■ SET EXERCISE ■
Please copy the stretch from the start of the records through the line that contains "MULTIPOLYGON (((154 136, 110", reproducing every line character for character.
□ □ □ □ □ □ □
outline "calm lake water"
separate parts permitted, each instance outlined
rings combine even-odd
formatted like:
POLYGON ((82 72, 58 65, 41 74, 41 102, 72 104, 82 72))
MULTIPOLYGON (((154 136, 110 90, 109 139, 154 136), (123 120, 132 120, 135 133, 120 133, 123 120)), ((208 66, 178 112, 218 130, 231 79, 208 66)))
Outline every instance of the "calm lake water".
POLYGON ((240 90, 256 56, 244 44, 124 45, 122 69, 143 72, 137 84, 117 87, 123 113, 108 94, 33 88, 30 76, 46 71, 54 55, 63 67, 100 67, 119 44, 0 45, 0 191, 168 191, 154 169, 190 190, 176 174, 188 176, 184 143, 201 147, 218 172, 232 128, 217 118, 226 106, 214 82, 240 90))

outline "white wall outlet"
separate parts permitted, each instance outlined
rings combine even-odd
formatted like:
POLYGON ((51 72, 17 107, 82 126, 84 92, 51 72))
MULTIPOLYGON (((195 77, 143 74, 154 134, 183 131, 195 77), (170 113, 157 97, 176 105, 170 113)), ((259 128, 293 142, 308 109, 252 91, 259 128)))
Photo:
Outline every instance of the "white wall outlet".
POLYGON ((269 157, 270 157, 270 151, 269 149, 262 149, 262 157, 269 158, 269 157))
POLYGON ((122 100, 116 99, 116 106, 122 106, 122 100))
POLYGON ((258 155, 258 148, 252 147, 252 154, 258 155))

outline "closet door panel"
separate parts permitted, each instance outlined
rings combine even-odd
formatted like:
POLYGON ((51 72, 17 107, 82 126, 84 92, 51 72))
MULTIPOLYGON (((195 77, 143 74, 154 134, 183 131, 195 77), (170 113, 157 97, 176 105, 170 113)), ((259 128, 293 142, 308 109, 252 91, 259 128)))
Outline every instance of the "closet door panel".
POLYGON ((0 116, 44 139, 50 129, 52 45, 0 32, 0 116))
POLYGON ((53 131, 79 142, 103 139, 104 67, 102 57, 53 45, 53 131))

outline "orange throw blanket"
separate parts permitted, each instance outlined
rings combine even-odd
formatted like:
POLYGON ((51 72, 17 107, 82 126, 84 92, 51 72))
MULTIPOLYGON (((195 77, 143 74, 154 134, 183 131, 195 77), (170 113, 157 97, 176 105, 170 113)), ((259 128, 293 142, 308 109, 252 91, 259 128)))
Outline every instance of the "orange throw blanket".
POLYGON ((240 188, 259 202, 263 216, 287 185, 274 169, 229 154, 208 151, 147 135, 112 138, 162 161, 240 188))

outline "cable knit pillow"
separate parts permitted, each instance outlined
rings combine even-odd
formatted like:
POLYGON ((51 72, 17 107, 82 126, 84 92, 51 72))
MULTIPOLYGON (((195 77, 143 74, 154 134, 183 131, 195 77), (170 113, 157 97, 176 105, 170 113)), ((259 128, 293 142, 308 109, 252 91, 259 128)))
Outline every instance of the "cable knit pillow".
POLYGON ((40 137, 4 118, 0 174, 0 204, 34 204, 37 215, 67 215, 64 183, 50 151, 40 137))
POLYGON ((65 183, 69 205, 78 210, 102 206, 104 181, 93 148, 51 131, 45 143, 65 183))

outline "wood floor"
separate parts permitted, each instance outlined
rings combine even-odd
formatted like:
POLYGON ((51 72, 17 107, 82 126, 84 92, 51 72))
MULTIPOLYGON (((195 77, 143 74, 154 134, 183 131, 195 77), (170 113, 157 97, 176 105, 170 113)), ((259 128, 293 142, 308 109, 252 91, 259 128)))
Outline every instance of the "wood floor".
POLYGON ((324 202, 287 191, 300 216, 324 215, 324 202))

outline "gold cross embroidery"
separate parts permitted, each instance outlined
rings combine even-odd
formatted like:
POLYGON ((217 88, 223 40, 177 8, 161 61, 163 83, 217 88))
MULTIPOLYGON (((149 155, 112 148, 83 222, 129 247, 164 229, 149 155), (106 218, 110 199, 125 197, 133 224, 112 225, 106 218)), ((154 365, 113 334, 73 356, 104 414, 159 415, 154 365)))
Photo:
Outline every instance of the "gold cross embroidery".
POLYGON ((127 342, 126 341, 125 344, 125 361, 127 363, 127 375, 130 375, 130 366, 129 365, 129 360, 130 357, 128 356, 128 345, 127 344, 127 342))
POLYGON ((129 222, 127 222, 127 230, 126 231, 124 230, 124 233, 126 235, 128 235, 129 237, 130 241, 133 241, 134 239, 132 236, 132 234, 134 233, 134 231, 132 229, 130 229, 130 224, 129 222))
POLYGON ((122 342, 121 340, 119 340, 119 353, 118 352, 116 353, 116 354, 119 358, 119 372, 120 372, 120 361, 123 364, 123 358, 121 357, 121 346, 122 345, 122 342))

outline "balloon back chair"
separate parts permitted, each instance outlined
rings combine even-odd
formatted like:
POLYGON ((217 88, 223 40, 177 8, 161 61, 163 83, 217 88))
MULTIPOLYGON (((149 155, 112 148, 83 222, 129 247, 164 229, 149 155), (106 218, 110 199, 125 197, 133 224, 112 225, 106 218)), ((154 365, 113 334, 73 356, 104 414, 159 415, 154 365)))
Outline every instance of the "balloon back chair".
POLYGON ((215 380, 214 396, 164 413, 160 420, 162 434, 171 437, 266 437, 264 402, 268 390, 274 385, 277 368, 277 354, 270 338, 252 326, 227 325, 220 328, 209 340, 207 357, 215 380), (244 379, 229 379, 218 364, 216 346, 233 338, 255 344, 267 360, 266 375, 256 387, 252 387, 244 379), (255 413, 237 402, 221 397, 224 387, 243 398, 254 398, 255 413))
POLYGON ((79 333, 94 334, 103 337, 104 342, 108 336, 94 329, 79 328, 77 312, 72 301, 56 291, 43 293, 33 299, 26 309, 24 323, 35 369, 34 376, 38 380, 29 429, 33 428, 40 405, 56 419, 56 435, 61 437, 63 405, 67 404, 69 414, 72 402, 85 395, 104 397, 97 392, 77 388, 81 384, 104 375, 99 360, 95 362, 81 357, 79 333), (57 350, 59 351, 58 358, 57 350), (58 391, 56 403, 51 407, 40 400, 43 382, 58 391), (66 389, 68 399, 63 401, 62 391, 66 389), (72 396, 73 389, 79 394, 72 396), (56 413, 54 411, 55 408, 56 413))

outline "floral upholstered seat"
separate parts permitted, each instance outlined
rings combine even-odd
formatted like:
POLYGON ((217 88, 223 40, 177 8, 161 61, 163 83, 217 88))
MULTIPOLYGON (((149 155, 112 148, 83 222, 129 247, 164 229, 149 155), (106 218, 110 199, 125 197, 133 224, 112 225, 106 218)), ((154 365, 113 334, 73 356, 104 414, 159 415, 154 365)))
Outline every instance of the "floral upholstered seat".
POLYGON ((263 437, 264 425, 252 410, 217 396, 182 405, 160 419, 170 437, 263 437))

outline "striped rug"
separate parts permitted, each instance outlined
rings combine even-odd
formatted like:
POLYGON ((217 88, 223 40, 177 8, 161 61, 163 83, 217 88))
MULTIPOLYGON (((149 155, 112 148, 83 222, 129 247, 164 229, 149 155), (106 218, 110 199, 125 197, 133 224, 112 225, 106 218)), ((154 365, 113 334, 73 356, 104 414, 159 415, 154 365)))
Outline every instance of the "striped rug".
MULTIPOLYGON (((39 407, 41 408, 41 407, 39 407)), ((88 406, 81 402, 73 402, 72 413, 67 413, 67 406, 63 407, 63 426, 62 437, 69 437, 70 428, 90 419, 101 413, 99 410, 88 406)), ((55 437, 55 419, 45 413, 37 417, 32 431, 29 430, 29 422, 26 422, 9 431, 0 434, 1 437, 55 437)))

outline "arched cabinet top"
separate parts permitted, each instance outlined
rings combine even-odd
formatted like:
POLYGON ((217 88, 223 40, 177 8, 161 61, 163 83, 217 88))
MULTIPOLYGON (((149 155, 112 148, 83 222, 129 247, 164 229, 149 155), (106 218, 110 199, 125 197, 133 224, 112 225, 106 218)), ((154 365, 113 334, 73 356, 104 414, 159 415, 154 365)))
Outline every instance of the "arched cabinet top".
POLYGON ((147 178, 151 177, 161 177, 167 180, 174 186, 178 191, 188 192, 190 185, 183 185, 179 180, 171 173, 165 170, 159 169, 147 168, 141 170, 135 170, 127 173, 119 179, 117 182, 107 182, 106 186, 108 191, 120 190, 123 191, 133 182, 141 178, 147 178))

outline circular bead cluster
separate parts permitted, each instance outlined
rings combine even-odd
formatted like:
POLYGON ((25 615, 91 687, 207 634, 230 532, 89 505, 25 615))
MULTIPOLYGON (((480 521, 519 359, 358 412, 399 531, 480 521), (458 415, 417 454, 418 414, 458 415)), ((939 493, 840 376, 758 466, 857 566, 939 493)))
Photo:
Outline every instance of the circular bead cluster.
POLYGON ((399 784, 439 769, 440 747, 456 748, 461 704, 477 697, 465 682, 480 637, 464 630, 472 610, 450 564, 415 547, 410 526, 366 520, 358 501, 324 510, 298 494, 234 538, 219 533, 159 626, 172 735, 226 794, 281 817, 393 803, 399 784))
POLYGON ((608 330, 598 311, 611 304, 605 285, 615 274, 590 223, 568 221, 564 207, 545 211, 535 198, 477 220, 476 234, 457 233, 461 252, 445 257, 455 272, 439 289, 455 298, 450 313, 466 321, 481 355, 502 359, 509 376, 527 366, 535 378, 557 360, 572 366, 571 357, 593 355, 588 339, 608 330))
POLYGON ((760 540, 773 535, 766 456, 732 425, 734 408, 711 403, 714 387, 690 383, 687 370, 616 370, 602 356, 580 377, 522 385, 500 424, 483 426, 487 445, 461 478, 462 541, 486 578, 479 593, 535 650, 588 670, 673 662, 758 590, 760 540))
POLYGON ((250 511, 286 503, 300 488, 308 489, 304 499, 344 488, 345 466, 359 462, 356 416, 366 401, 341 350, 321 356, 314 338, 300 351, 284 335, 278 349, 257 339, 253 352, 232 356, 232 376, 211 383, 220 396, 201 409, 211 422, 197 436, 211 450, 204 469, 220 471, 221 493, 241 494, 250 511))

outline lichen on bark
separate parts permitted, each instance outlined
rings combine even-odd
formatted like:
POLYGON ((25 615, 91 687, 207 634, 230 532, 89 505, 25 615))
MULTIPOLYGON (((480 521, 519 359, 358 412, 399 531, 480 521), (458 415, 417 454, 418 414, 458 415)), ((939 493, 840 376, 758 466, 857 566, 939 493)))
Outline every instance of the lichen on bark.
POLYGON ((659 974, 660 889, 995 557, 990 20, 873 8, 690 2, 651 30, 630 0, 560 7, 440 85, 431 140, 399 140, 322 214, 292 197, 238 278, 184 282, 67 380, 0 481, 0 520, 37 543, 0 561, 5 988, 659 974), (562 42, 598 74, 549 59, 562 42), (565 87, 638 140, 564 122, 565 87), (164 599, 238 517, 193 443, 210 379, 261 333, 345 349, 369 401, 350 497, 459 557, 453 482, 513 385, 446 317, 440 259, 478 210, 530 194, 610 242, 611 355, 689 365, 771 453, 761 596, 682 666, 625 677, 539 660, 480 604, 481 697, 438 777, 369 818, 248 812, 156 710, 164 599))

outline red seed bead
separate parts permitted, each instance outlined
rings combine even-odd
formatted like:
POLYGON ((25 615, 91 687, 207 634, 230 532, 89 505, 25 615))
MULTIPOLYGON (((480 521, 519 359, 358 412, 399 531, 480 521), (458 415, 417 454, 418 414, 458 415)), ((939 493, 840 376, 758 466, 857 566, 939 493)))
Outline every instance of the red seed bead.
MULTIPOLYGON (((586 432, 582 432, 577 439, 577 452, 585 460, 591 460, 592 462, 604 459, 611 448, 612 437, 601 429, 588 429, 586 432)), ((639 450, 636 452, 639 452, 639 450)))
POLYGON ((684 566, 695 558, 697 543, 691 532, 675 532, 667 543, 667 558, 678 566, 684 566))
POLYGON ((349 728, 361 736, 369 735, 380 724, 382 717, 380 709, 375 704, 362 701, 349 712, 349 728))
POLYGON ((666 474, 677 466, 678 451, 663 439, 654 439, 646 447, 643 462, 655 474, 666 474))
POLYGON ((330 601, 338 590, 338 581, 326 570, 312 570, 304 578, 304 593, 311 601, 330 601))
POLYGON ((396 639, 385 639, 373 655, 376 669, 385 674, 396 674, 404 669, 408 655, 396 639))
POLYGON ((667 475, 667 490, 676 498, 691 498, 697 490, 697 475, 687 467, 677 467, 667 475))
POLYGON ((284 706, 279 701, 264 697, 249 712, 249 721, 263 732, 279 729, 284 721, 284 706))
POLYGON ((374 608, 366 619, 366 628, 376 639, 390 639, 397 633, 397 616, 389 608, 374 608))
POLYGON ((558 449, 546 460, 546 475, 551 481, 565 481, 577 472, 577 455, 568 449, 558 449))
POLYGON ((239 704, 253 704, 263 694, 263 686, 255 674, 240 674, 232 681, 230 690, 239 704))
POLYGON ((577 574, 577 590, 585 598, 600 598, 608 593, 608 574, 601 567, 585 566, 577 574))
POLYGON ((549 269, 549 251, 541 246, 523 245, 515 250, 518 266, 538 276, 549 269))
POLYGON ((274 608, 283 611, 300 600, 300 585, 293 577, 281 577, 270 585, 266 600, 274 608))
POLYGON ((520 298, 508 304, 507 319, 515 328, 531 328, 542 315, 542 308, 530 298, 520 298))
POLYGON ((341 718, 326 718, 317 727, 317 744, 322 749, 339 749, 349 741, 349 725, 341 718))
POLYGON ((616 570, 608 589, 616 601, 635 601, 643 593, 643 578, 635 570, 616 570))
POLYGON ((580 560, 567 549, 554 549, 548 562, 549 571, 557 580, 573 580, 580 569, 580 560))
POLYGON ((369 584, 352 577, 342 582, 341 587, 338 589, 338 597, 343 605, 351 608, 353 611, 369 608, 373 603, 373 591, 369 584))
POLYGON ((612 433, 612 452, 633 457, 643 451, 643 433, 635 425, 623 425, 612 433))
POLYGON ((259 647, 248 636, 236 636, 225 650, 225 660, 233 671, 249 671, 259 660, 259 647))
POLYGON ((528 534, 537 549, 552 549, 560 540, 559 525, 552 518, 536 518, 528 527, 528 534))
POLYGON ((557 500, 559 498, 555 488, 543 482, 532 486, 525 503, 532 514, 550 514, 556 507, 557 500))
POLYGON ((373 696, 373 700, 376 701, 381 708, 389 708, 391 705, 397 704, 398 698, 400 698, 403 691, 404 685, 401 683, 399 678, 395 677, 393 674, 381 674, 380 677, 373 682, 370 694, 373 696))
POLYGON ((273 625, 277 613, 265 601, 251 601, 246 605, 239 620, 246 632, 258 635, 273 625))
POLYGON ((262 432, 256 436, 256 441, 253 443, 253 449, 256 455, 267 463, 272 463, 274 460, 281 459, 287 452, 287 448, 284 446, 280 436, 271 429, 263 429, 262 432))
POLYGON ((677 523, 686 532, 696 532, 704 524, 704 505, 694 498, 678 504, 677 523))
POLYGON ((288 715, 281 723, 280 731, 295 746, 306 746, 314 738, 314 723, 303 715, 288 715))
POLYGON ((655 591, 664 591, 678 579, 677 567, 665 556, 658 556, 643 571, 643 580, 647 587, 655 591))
□ □ □ □ □ □ □
■ FULL SOLUTION ■
outline "calm lake water"
separate parts permitted, each instance outlined
rings combine even-odd
formatted like:
POLYGON ((82 72, 58 65, 41 74, 41 102, 72 104, 82 72))
MULTIPOLYGON (((154 136, 110 90, 109 139, 154 136), (123 120, 132 120, 135 133, 120 133, 123 120)), ((208 66, 178 112, 218 130, 231 79, 208 66)))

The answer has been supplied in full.